Exercise requirements:
Pull out every line in the items below that contains the string "query", copying each one in full.

(Source records)
=-=-=
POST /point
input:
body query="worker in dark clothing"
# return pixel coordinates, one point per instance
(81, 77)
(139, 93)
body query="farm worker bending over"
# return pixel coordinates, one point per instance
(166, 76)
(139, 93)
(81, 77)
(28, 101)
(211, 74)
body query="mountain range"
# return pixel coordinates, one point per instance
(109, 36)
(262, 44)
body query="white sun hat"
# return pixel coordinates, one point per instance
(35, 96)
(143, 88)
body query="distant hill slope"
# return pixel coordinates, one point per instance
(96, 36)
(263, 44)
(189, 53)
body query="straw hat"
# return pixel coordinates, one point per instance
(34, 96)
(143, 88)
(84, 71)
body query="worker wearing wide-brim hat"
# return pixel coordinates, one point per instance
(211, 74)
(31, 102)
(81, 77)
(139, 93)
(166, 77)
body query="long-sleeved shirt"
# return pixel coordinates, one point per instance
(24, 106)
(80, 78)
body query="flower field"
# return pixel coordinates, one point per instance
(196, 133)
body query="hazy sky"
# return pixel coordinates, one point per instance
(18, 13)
=-=-=
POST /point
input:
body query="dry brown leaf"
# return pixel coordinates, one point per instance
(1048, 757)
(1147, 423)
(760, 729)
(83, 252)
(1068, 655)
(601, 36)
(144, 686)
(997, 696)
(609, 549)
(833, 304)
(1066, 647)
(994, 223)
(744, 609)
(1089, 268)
=-=-=
Full solution:
body query="worker in dark clothing"
body query="farm worker bending over"
body query="mountain range"
body query="white sun hat"
body query="distant hill slope"
body query="straw hat"
body query="worker wearing wide-brim hat"
body query="long-sleeved shirt"
body query="flower field"
body query="hazy sky"
body query="dry brown leaf"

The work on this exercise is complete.